*TO BE DONE*:
Please rewrite the listing below from the line containing "Where can you see the person" through its end, inclusive, replacing "photo" with "image" and keeping everything else the same. Leave the pictures out.

#####

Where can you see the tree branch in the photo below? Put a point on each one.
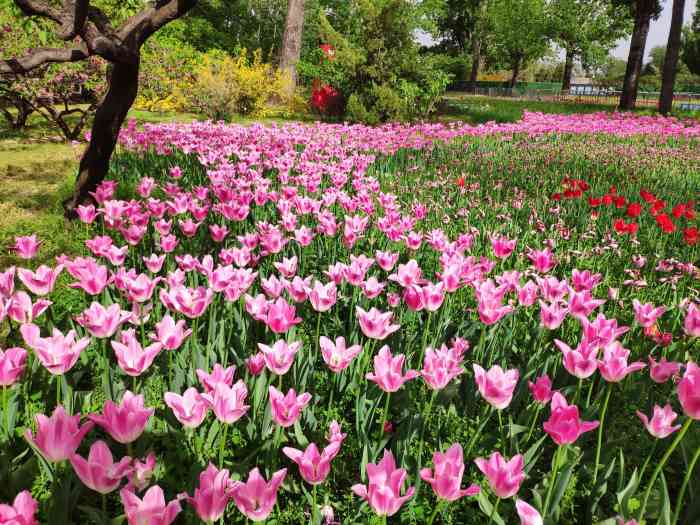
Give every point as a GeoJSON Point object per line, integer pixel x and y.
{"type": "Point", "coordinates": [42, 56]}
{"type": "Point", "coordinates": [74, 15]}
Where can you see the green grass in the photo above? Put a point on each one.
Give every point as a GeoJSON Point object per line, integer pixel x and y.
{"type": "Point", "coordinates": [480, 109]}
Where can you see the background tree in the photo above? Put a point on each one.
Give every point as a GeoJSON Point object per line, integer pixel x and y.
{"type": "Point", "coordinates": [290, 51]}
{"type": "Point", "coordinates": [643, 11]}
{"type": "Point", "coordinates": [670, 66]}
{"type": "Point", "coordinates": [89, 32]}
{"type": "Point", "coordinates": [691, 45]}
{"type": "Point", "coordinates": [587, 30]}
{"type": "Point", "coordinates": [521, 33]}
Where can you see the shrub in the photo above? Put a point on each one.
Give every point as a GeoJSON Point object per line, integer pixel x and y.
{"type": "Point", "coordinates": [224, 86]}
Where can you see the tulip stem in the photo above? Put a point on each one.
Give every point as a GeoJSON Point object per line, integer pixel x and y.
{"type": "Point", "coordinates": [603, 411]}
{"type": "Point", "coordinates": [660, 465]}
{"type": "Point", "coordinates": [686, 479]}
{"type": "Point", "coordinates": [437, 508]}
{"type": "Point", "coordinates": [314, 510]}
{"type": "Point", "coordinates": [384, 414]}
{"type": "Point", "coordinates": [493, 510]}
{"type": "Point", "coordinates": [553, 480]}
{"type": "Point", "coordinates": [532, 424]}
{"type": "Point", "coordinates": [221, 446]}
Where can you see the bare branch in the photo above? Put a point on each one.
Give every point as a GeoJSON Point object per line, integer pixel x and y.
{"type": "Point", "coordinates": [73, 15]}
{"type": "Point", "coordinates": [42, 56]}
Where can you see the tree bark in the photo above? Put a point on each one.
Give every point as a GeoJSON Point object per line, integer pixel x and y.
{"type": "Point", "coordinates": [122, 80]}
{"type": "Point", "coordinates": [568, 70]}
{"type": "Point", "coordinates": [630, 86]}
{"type": "Point", "coordinates": [668, 77]}
{"type": "Point", "coordinates": [516, 72]}
{"type": "Point", "coordinates": [476, 58]}
{"type": "Point", "coordinates": [291, 41]}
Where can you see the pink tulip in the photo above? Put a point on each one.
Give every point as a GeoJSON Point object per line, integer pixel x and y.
{"type": "Point", "coordinates": [440, 366]}
{"type": "Point", "coordinates": [689, 391]}
{"type": "Point", "coordinates": [41, 281]}
{"type": "Point", "coordinates": [447, 478]}
{"type": "Point", "coordinates": [645, 314]}
{"type": "Point", "coordinates": [581, 362]}
{"type": "Point", "coordinates": [552, 315]}
{"type": "Point", "coordinates": [388, 371]}
{"type": "Point", "coordinates": [613, 367]}
{"type": "Point", "coordinates": [691, 324]}
{"type": "Point", "coordinates": [661, 424]}
{"type": "Point", "coordinates": [212, 495]}
{"type": "Point", "coordinates": [27, 247]}
{"type": "Point", "coordinates": [564, 425]}
{"type": "Point", "coordinates": [336, 355]}
{"type": "Point", "coordinates": [171, 334]}
{"type": "Point", "coordinates": [383, 492]}
{"type": "Point", "coordinates": [314, 467]}
{"type": "Point", "coordinates": [280, 356]}
{"type": "Point", "coordinates": [124, 422]}
{"type": "Point", "coordinates": [286, 409]}
{"type": "Point", "coordinates": [504, 476]}
{"type": "Point", "coordinates": [102, 322]}
{"type": "Point", "coordinates": [21, 310]}
{"type": "Point", "coordinates": [142, 472]}
{"type": "Point", "coordinates": [323, 297]}
{"type": "Point", "coordinates": [58, 353]}
{"type": "Point", "coordinates": [281, 316]}
{"type": "Point", "coordinates": [228, 403]}
{"type": "Point", "coordinates": [152, 510]}
{"type": "Point", "coordinates": [256, 498]}
{"type": "Point", "coordinates": [541, 389]}
{"type": "Point", "coordinates": [496, 386]}
{"type": "Point", "coordinates": [663, 370]}
{"type": "Point", "coordinates": [218, 374]}
{"type": "Point", "coordinates": [99, 472]}
{"type": "Point", "coordinates": [527, 513]}
{"type": "Point", "coordinates": [12, 363]}
{"type": "Point", "coordinates": [502, 246]}
{"type": "Point", "coordinates": [58, 436]}
{"type": "Point", "coordinates": [375, 324]}
{"type": "Point", "coordinates": [22, 511]}
{"type": "Point", "coordinates": [131, 357]}
{"type": "Point", "coordinates": [189, 408]}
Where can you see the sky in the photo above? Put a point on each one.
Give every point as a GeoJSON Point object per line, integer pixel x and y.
{"type": "Point", "coordinates": [658, 31]}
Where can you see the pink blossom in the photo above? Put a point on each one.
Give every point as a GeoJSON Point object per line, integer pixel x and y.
{"type": "Point", "coordinates": [446, 479]}
{"type": "Point", "coordinates": [388, 371]}
{"type": "Point", "coordinates": [286, 409]}
{"type": "Point", "coordinates": [383, 492]}
{"type": "Point", "coordinates": [496, 386]}
{"type": "Point", "coordinates": [504, 476]}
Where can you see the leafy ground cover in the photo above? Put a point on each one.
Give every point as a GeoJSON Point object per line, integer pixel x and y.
{"type": "Point", "coordinates": [501, 291]}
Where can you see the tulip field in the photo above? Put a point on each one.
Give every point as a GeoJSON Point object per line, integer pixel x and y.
{"type": "Point", "coordinates": [339, 324]}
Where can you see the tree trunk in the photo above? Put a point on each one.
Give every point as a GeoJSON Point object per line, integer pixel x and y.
{"type": "Point", "coordinates": [668, 77]}
{"type": "Point", "coordinates": [568, 70]}
{"type": "Point", "coordinates": [476, 58]}
{"type": "Point", "coordinates": [122, 80]}
{"type": "Point", "coordinates": [630, 86]}
{"type": "Point", "coordinates": [516, 72]}
{"type": "Point", "coordinates": [291, 41]}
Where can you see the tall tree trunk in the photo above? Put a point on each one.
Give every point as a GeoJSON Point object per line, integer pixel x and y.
{"type": "Point", "coordinates": [291, 41]}
{"type": "Point", "coordinates": [568, 70]}
{"type": "Point", "coordinates": [630, 86]}
{"type": "Point", "coordinates": [122, 80]}
{"type": "Point", "coordinates": [516, 72]}
{"type": "Point", "coordinates": [668, 77]}
{"type": "Point", "coordinates": [476, 58]}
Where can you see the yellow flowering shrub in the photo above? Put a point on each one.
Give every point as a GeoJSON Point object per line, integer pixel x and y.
{"type": "Point", "coordinates": [223, 86]}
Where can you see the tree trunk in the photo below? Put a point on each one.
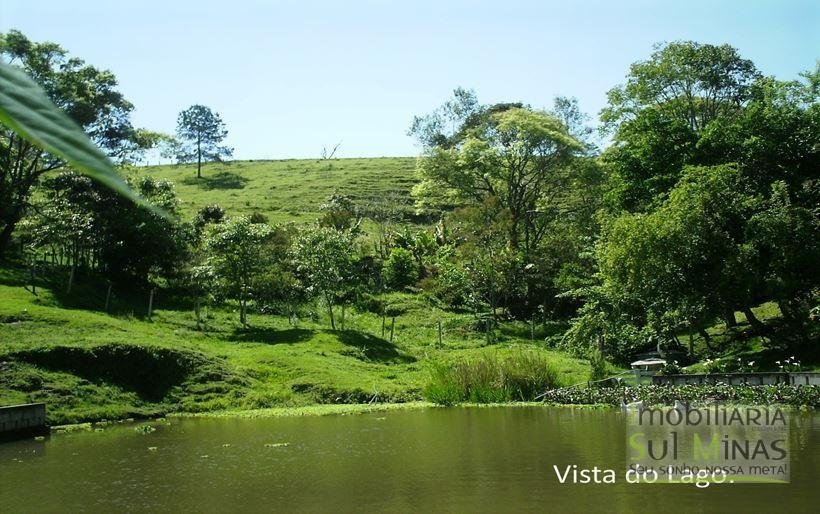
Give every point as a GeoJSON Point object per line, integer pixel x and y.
{"type": "Point", "coordinates": [330, 310]}
{"type": "Point", "coordinates": [151, 305]}
{"type": "Point", "coordinates": [706, 338]}
{"type": "Point", "coordinates": [729, 318]}
{"type": "Point", "coordinates": [753, 321]}
{"type": "Point", "coordinates": [71, 278]}
{"type": "Point", "coordinates": [197, 312]}
{"type": "Point", "coordinates": [198, 157]}
{"type": "Point", "coordinates": [5, 237]}
{"type": "Point", "coordinates": [108, 297]}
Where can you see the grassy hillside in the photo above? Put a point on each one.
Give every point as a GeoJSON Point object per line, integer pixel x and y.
{"type": "Point", "coordinates": [87, 364]}
{"type": "Point", "coordinates": [290, 190]}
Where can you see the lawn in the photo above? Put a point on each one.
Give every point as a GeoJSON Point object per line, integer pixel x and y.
{"type": "Point", "coordinates": [87, 364]}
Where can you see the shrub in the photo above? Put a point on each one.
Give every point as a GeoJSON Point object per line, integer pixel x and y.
{"type": "Point", "coordinates": [400, 269]}
{"type": "Point", "coordinates": [598, 366]}
{"type": "Point", "coordinates": [519, 377]}
{"type": "Point", "coordinates": [705, 394]}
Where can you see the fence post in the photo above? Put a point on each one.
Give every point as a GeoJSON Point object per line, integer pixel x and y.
{"type": "Point", "coordinates": [108, 297]}
{"type": "Point", "coordinates": [151, 304]}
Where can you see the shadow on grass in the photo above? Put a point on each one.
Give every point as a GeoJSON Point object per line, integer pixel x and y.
{"type": "Point", "coordinates": [369, 347]}
{"type": "Point", "coordinates": [270, 335]}
{"type": "Point", "coordinates": [220, 180]}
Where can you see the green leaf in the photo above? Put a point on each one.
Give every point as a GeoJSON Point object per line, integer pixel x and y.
{"type": "Point", "coordinates": [26, 109]}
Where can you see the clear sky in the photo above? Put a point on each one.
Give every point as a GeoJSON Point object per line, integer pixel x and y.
{"type": "Point", "coordinates": [290, 77]}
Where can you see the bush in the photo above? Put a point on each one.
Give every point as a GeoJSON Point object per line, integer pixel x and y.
{"type": "Point", "coordinates": [706, 394]}
{"type": "Point", "coordinates": [519, 377]}
{"type": "Point", "coordinates": [400, 269]}
{"type": "Point", "coordinates": [599, 369]}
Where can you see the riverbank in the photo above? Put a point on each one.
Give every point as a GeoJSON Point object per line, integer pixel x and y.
{"type": "Point", "coordinates": [90, 365]}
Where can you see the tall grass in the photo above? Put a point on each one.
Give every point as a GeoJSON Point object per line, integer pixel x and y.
{"type": "Point", "coordinates": [488, 379]}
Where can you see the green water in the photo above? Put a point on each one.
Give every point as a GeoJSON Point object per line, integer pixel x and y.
{"type": "Point", "coordinates": [441, 460]}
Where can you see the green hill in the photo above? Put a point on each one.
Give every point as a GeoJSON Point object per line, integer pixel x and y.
{"type": "Point", "coordinates": [290, 190]}
{"type": "Point", "coordinates": [88, 364]}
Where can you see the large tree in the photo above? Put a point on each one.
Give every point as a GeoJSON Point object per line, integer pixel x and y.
{"type": "Point", "coordinates": [200, 130]}
{"type": "Point", "coordinates": [239, 250]}
{"type": "Point", "coordinates": [512, 155]}
{"type": "Point", "coordinates": [86, 94]}
{"type": "Point", "coordinates": [659, 114]}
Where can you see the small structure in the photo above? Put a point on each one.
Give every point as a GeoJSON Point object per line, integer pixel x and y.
{"type": "Point", "coordinates": [23, 420]}
{"type": "Point", "coordinates": [645, 368]}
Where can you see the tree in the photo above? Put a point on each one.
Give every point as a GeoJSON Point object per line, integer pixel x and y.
{"type": "Point", "coordinates": [400, 269]}
{"type": "Point", "coordinates": [324, 259]}
{"type": "Point", "coordinates": [86, 94]}
{"type": "Point", "coordinates": [513, 154]}
{"type": "Point", "coordinates": [664, 110]}
{"type": "Point", "coordinates": [238, 251]}
{"type": "Point", "coordinates": [684, 80]}
{"type": "Point", "coordinates": [200, 131]}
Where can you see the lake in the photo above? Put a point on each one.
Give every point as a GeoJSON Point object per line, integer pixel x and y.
{"type": "Point", "coordinates": [492, 459]}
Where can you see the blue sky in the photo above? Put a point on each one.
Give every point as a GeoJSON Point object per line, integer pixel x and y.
{"type": "Point", "coordinates": [289, 77]}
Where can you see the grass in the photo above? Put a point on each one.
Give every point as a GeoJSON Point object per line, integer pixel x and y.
{"type": "Point", "coordinates": [90, 365]}
{"type": "Point", "coordinates": [521, 376]}
{"type": "Point", "coordinates": [291, 190]}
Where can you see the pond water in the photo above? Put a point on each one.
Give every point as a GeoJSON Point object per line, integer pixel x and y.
{"type": "Point", "coordinates": [494, 459]}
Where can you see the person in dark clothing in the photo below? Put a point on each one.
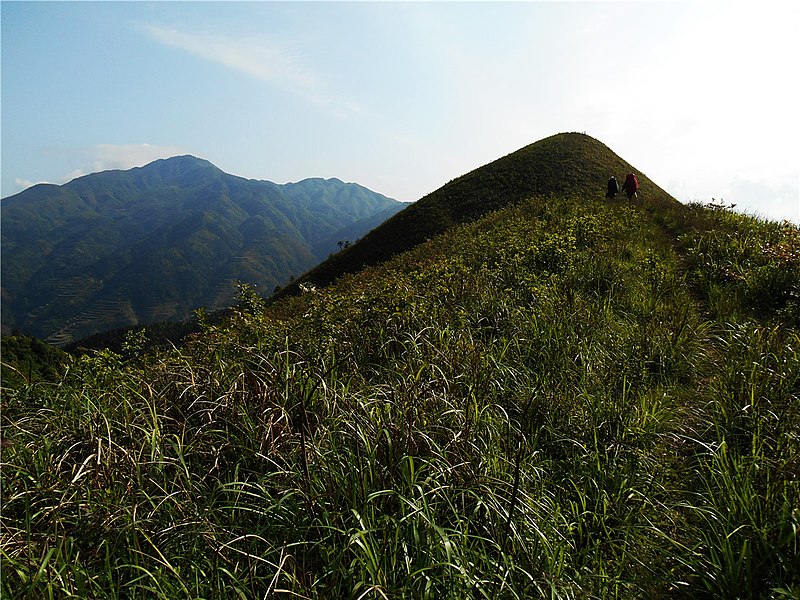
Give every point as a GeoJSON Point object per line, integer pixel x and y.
{"type": "Point", "coordinates": [630, 186]}
{"type": "Point", "coordinates": [613, 187]}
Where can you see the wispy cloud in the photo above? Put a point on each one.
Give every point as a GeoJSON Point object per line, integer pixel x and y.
{"type": "Point", "coordinates": [122, 156]}
{"type": "Point", "coordinates": [102, 157]}
{"type": "Point", "coordinates": [278, 62]}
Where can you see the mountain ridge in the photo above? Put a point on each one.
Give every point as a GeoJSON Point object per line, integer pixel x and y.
{"type": "Point", "coordinates": [156, 242]}
{"type": "Point", "coordinates": [563, 163]}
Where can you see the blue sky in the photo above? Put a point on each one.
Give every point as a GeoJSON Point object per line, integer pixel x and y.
{"type": "Point", "coordinates": [403, 97]}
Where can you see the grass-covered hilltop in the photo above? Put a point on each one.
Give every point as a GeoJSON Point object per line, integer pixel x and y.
{"type": "Point", "coordinates": [529, 391]}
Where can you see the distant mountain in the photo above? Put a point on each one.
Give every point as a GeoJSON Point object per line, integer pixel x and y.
{"type": "Point", "coordinates": [157, 242]}
{"type": "Point", "coordinates": [562, 164]}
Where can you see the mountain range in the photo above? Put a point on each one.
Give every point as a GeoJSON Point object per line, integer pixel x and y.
{"type": "Point", "coordinates": [565, 164]}
{"type": "Point", "coordinates": [543, 393]}
{"type": "Point", "coordinates": [155, 243]}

#####

*RESPONSE*:
Where can you see the person in dark clothing in the image below? Put a point on each one.
Give every point as a GeoJSON Point object per line, integer pixel x and y.
{"type": "Point", "coordinates": [630, 186]}
{"type": "Point", "coordinates": [613, 187]}
Where can you see the wispy cloud in the image above? Put a point on each one.
Give every point as a GeoJSON Point object per line, integer pixel x and y.
{"type": "Point", "coordinates": [122, 156]}
{"type": "Point", "coordinates": [102, 157]}
{"type": "Point", "coordinates": [278, 62]}
Where can you see the mountain ridge in the image above? Put a point on each one.
Give every point as a GeoJSON Point object per line, integer pixel x and y.
{"type": "Point", "coordinates": [156, 242]}
{"type": "Point", "coordinates": [563, 163]}
Where can you see the blue sky in the image above? Put a point on each one.
Give every point as a GeoJSON Point object per line, integer pixel x and y.
{"type": "Point", "coordinates": [403, 97]}
Where can you see the grass-covered hilltop in the image above? Put a point on each one.
Give every point as a GeoJSON Point object per line, integer pixel x and y.
{"type": "Point", "coordinates": [529, 391]}
Where can you see the distant mountain in the image above? Put a point on each one.
Give every point as a GeoJSON Point object per line, integer pixel x and y.
{"type": "Point", "coordinates": [157, 242]}
{"type": "Point", "coordinates": [562, 164]}
Where can you see the mountain range in the image above? Put a point on each one.
Give every point as a GeoJSON Point object per line, integer pixel x and y.
{"type": "Point", "coordinates": [565, 164]}
{"type": "Point", "coordinates": [543, 393]}
{"type": "Point", "coordinates": [155, 243]}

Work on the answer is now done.